Source material
···
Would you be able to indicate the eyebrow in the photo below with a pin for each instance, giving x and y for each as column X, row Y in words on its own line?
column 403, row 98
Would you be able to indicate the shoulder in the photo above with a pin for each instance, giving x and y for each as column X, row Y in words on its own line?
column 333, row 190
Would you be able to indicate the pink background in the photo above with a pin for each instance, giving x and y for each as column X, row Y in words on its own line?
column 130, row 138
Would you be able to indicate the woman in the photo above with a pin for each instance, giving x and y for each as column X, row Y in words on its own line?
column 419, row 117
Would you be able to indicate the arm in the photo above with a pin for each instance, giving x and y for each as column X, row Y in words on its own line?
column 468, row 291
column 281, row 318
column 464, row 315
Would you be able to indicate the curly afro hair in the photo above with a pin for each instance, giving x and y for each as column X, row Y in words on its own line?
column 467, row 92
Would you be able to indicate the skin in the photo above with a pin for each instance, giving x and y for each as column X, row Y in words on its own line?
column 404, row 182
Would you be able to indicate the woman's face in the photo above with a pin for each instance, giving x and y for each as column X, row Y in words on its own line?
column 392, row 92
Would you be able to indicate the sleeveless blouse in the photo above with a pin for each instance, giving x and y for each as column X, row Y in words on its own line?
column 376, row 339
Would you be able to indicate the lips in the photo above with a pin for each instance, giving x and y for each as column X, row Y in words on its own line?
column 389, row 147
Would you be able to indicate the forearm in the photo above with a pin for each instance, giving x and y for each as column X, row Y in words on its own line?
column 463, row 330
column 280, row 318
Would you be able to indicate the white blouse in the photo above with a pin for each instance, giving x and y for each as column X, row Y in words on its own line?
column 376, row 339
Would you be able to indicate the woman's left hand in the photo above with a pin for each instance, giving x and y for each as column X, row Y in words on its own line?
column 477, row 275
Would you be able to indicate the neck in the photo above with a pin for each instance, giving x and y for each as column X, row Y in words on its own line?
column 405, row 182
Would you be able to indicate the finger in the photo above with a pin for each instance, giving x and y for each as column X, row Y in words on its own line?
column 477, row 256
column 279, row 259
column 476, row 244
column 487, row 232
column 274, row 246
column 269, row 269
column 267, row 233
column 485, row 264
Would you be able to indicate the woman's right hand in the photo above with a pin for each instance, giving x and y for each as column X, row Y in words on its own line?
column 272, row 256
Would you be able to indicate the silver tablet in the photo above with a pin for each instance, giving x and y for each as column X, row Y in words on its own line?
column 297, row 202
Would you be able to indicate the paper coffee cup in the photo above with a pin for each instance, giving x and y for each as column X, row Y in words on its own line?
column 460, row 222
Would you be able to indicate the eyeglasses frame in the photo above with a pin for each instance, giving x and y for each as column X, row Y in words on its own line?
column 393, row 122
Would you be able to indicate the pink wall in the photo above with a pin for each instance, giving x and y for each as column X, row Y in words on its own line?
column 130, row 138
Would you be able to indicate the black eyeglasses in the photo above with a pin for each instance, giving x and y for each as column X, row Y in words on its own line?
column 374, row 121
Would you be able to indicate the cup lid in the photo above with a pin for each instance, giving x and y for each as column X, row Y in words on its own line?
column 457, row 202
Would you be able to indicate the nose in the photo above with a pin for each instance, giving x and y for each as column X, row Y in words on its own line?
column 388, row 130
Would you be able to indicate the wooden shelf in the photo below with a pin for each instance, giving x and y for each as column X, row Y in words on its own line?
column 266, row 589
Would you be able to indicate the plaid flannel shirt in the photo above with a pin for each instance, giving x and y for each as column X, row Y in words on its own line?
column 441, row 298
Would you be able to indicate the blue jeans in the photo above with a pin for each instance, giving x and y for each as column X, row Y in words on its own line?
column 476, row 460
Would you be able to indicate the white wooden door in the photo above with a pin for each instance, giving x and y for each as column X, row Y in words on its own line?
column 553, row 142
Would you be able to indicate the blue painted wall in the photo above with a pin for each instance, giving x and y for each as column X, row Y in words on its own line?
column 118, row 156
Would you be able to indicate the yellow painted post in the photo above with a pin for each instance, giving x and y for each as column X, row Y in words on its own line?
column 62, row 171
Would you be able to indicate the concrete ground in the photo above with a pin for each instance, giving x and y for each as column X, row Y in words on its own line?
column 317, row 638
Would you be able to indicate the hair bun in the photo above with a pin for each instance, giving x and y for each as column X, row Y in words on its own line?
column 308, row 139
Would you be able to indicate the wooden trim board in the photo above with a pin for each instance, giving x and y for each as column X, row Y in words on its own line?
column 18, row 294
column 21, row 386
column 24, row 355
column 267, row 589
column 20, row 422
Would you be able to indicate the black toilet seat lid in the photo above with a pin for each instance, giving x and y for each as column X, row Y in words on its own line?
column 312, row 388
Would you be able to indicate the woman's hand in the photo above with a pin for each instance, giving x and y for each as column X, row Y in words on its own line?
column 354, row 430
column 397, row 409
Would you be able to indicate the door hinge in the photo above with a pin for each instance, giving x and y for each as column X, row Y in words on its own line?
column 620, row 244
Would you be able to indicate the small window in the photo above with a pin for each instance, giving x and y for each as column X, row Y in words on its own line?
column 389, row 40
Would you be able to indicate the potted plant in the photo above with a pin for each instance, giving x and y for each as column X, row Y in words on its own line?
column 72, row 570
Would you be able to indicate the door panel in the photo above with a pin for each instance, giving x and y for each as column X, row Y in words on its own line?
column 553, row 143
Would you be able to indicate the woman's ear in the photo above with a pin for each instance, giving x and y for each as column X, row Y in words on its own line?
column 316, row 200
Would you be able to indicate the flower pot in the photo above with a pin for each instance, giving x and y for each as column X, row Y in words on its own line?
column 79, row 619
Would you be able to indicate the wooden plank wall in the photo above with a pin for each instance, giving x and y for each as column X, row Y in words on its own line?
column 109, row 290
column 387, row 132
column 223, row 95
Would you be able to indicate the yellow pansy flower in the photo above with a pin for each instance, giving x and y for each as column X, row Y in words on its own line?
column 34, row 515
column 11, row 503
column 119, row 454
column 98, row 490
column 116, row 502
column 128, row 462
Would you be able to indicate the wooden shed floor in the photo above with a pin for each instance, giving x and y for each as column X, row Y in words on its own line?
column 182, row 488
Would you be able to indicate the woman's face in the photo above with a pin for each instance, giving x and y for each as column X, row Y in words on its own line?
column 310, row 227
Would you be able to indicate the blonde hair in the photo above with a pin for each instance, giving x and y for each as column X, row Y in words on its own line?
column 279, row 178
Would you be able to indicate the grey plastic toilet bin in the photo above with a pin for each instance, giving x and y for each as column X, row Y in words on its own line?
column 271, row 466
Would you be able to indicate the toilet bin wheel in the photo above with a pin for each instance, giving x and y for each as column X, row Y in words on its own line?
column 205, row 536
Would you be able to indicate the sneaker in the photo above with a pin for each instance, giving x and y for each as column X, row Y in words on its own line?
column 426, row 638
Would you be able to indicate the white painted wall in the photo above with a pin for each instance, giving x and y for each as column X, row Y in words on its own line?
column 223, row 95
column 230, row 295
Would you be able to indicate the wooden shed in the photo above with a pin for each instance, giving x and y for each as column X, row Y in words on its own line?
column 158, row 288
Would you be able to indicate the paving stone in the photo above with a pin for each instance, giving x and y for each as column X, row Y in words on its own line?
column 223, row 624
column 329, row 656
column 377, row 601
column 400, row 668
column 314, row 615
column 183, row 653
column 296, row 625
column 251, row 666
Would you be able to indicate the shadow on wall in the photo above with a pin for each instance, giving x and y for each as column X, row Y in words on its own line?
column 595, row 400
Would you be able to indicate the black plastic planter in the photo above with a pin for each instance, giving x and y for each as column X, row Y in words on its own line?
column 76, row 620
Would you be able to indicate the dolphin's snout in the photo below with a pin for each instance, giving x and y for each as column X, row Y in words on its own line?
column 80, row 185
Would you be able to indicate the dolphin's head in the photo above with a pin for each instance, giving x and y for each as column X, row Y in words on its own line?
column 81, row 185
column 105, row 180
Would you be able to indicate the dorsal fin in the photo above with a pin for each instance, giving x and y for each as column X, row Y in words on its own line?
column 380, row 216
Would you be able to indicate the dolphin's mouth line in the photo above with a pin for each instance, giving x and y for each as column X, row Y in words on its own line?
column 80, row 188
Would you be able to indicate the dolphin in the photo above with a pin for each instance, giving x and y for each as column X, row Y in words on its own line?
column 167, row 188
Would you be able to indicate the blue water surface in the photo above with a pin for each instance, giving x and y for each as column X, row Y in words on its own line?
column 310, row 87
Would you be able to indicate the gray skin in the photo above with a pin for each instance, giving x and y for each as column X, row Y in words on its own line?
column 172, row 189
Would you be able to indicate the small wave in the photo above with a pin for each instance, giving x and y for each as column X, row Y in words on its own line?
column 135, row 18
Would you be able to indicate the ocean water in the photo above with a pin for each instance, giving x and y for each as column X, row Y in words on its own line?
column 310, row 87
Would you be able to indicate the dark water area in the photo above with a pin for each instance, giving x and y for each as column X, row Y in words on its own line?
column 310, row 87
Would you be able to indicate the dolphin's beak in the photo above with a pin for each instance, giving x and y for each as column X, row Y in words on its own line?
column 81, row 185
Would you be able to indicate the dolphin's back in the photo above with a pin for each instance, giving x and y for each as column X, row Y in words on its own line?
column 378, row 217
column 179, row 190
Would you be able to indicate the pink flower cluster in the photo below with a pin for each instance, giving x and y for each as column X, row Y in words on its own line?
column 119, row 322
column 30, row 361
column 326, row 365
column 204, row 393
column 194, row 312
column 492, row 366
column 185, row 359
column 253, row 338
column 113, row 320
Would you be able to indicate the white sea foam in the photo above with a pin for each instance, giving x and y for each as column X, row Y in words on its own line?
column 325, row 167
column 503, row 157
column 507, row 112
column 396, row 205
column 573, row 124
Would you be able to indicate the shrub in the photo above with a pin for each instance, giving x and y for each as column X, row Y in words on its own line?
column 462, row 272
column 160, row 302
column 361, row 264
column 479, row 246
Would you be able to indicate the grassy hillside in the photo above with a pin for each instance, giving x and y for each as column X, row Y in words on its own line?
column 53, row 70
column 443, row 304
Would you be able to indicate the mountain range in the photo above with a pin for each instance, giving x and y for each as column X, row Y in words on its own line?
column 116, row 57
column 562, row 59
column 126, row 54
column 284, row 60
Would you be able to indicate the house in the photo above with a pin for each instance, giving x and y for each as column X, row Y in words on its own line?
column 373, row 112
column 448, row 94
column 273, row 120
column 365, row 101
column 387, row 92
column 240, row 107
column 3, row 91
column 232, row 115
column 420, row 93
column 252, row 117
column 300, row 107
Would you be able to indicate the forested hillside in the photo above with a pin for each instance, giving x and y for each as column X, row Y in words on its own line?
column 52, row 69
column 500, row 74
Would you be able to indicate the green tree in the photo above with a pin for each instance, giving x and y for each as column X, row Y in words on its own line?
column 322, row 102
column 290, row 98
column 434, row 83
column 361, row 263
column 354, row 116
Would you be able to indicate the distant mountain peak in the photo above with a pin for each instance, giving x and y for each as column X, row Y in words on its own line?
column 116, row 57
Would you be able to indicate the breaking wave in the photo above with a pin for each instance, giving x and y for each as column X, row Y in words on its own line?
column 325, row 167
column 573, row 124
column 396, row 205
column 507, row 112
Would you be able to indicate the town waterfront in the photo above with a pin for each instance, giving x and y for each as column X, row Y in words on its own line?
···
What the exercise asks
The required output is every line of the entries, starting at the one that contains "Would you be able to indicate the mountain" and ending at the last, copied exactly.

Solution
Would you be able to indicate the mountain range in the photo above with a pin for each instance, giving x and y for each as column X, row Y in words on its own line?
column 116, row 57
column 562, row 59
column 126, row 54
column 284, row 60
Would you be able to indicate the house in the photo above with a pin for each instance, giving x and y for each as column X, row Y in words on its own line?
column 373, row 112
column 448, row 94
column 273, row 120
column 365, row 101
column 387, row 92
column 240, row 107
column 3, row 91
column 232, row 115
column 420, row 93
column 252, row 117
column 300, row 107
Would you be able to indicate the forested hillside in the photo above with a pin for each instance, giving x and y for each as column X, row Y in words on its own line?
column 52, row 69
column 500, row 74
Would you be able to indicate the green tree in the photo above with a pin for each instance, giving x and y for each as column X, row Y in words on its own line?
column 322, row 102
column 290, row 98
column 434, row 83
column 361, row 263
column 354, row 116
Would you be able to indicate the distant mountain peak in the photo above with a pin for each instance, giving x and y for each as column X, row Y in words on its own line?
column 116, row 57
Would you be able to indicate the breaking wave in the photo above with a pin for each instance, giving x and y for each as column X, row Y in words on its own line?
column 325, row 167
column 573, row 124
column 396, row 205
column 507, row 112
Would you be able to indicate the town waterfront in the photo above with a pin for each instance, giving x and y for each as column X, row Y in words on its own line?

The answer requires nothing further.